▶ _Passage provided_
Yes, will add.  And will add (as mentioned above) a destroy in the close.

> > diff --git a/libdtrace/dt_rodata.c b/libdtrace/dt_rodata.c
> > @@ -0,0 +1,307 @@
> > +/*
> > + * Oracle Linux DTrace.
> > + * Copyright (c) 2006, 2023, Oracle and/or its affiliates. All rights reserved.
> > + * Licensed under the Universal Permissive License v 1.0 as shown at
> > + * http://oss.oracle.com/licenses/upl.
> > + */
> > +
> > +#include <sys/types.h>
> 
> FWIW, sys/types.h might be brought in by dt_rodata.h.
> 
> > +#include <string.h>
> > +#include <stdlib.h>
> > +#include <assert.h>
> > +
> > +#include <dt_rodata.h>
> > +#include <dt_string.h>
> > +#include <dt_impl.h>
> > +
> 
> I'd like a block comment like this near the top of this file:

That seems really out of place.

>     The function dt_rodata_insert(dp, ptr, len) takes an input block of
> data,
>     described by ptr and len, and appends it to a monolithic buffer
> described
>     by dp.  The function returns the offset in the buffer where the data is
>     stored.

▶ _Given task_
Reproduce the dt_rodata.c review excerpt verbatim, beginning at the words "Yes, will add." and stopping after "Oracle Linux DTrace.".

(Data lines)
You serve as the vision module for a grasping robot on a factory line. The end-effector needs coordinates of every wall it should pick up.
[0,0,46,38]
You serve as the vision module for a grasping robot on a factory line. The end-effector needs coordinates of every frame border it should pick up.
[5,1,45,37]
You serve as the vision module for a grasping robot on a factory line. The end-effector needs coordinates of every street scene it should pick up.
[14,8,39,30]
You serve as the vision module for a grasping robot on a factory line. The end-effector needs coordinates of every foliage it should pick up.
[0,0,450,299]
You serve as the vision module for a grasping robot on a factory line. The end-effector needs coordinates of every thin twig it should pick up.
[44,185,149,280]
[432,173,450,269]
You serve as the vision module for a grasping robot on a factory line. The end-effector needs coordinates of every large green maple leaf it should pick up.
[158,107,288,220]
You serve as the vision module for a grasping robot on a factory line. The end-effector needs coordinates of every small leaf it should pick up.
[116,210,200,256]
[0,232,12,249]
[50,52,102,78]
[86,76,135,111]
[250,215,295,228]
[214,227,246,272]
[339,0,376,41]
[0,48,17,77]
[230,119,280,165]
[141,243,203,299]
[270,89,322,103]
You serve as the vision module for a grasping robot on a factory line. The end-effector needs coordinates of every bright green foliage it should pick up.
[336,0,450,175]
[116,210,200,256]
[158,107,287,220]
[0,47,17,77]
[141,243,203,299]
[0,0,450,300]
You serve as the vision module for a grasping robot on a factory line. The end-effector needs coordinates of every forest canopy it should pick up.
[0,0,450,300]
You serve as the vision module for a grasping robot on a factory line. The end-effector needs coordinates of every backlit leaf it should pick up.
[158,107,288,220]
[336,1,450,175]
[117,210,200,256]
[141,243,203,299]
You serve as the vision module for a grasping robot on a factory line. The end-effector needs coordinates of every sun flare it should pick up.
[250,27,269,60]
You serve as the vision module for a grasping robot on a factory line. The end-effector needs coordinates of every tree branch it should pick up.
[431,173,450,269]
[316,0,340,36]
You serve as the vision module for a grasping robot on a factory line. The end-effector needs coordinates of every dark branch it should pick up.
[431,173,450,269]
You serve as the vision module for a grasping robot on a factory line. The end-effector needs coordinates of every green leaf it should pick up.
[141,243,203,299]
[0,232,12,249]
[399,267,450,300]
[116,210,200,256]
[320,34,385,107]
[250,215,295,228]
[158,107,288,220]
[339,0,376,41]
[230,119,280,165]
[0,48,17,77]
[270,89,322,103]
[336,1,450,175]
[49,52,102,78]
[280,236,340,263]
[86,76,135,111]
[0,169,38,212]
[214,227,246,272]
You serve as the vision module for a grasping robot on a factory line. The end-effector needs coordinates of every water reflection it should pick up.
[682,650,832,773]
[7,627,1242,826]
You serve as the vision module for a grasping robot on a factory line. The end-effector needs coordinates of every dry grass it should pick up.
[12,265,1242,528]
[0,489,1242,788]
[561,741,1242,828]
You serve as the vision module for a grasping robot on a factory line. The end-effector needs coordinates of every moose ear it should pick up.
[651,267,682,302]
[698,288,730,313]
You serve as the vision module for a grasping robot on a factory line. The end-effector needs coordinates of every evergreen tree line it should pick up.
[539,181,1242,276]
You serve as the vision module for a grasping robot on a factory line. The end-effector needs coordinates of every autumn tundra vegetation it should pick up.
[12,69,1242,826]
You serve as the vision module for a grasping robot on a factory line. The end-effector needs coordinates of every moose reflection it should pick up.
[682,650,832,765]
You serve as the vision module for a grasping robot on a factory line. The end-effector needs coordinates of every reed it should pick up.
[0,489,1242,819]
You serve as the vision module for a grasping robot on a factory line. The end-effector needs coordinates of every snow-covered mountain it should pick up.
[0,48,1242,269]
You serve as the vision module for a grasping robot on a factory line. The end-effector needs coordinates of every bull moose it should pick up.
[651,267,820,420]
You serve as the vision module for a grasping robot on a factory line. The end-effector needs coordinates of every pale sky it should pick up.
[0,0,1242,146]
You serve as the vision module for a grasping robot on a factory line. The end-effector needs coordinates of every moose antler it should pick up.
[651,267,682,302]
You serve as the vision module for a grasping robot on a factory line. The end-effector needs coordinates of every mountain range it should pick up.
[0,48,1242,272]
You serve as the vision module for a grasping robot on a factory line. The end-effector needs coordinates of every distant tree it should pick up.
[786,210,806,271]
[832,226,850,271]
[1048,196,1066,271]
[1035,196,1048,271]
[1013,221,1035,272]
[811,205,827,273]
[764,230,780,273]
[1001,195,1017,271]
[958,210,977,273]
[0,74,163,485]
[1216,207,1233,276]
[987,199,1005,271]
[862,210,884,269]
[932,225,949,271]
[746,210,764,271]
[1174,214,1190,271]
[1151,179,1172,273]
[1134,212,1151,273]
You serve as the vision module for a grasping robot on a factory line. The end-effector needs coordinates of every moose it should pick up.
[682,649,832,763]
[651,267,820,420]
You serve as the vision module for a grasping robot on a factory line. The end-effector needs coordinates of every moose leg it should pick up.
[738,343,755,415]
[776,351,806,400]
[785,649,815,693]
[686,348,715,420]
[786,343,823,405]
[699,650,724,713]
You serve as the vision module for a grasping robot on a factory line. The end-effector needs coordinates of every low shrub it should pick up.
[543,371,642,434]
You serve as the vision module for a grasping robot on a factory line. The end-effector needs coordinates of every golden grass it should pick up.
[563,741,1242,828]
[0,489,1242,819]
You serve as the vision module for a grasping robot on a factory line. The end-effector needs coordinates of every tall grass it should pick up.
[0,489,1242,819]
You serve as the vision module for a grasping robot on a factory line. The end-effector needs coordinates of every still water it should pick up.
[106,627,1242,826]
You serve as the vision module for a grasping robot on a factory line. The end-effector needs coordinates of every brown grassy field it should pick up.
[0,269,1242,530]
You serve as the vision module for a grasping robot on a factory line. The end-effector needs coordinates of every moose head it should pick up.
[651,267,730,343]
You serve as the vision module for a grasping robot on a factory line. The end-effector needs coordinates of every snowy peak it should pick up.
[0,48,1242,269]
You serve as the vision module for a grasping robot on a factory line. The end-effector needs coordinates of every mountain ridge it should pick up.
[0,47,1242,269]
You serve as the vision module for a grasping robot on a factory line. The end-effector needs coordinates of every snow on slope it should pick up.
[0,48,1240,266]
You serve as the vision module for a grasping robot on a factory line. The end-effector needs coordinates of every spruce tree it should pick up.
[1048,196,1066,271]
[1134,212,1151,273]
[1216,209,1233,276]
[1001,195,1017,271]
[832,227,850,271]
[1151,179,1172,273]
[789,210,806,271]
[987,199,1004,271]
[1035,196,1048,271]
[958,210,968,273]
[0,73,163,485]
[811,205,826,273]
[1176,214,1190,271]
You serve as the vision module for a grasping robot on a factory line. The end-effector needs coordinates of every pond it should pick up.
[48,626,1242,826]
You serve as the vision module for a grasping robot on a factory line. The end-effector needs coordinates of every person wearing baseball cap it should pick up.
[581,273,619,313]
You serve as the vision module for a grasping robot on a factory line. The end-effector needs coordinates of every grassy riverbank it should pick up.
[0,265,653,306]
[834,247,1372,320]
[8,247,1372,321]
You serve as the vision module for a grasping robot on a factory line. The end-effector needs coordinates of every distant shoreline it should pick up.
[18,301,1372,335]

▶ _Solution for this exercise_
Yes, will add.  And will add (as mentioned above) a destroy in the close.

> > diff --git a/libdtrace/dt_rodata.c b/libdtrace/dt_rodata.c
> > @@ -0,0 +1,307 @@
> > +/*
> > + * Oracle Linux DTrace.